- [What the task asks]:
In your reply, write out each entry exactly as given.

- [Recorded information]:
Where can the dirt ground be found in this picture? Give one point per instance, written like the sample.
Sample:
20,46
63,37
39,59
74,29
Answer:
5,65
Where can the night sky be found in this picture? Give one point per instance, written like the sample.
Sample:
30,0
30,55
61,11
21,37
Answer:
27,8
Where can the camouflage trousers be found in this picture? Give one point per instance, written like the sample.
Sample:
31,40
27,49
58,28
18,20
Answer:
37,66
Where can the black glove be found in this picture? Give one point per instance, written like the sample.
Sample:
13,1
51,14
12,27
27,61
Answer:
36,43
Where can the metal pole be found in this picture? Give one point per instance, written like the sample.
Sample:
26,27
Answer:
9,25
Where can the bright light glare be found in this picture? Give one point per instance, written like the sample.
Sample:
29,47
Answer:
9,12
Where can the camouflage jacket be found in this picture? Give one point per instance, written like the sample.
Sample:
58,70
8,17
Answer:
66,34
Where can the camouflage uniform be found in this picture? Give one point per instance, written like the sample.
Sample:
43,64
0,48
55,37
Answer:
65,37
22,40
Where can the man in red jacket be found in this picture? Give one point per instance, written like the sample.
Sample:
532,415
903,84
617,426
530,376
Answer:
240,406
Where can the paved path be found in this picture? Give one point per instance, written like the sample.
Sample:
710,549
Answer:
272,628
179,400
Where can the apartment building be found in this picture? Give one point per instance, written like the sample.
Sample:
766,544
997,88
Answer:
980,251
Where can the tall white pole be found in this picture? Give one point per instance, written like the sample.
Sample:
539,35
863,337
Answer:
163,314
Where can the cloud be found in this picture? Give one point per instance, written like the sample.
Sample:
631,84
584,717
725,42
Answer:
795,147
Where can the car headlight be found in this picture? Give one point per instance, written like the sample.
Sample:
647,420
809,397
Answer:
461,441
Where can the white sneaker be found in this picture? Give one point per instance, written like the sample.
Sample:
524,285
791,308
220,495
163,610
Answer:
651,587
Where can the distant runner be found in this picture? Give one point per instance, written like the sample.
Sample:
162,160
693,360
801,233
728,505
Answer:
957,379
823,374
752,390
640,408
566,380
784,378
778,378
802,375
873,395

- [The completed task]:
Where can the dirt ground be found in this picture? Give one point per instance, written like the sample.
Sample:
20,46
63,37
39,59
74,29
Answer:
5,65
Where can the night sky be found in this picture? Give one point per instance, written like the sample.
Sample:
30,0
30,55
61,11
21,37
Answer:
27,8
Where can the camouflage trousers be found in this picture? Give one point per instance, written like the sample.
Sample:
31,40
27,49
58,28
18,20
Answer:
37,66
Where can the black glove be found in this picture? Give one point per instance, written like the sample.
Sample:
13,1
51,14
12,27
27,61
Answer:
36,43
Where can the metal pole be found in this picture? Give one point per instance, written like the sample.
Sample:
26,27
Answer:
9,25
Where can the bright light glare be found in this picture? Give one point per instance, written like the sample.
Sample:
29,47
Answer:
9,12
Where can the camouflage jacket be found in this picture? Give one point per instance, written like the sample.
Sample:
58,70
8,17
Answer:
66,34
Where can the camouflage uniform be found in this picture? Give one point per instance, written like the sample.
Sample:
43,64
0,48
55,37
Answer:
65,37
22,40
Where can the man in red jacket be found in this picture? Give one point per instance, written like the sample.
Sample:
532,415
903,84
617,426
530,376
Answer:
240,406
Where can the paved path be found in this picture? Give one point per instance, written like the sample.
Sample:
710,549
Answer:
272,628
179,400
Where can the apartment building be found in this picture? Give one point per instance, written like the sample.
Sample:
766,544
997,88
Answer:
980,251
Where can the tall white pole be found in this picture? Give one point per instance, written like the sample.
Sample:
539,35
863,337
Answer:
163,314
Where can the cloud be found in this picture? Give one point per instance, written like the sample.
Sample:
631,84
584,717
725,42
Answer:
795,147
Where can the car headlight be found in this picture? Give one point per instance, written like the sample.
Sample:
647,420
809,397
Answer:
461,441
Where can the white sneaker be found in this picture? Give one point per instance, written like the sample.
Sample:
524,285
791,308
220,495
163,610
Answer:
651,587
Where can the distant runner be found in this picture? Give one point per instance, written like the sample.
Sample:
162,160
693,360
801,233
728,505
Answer:
957,379
823,374
752,390
640,408
566,380
784,378
778,378
802,375
873,395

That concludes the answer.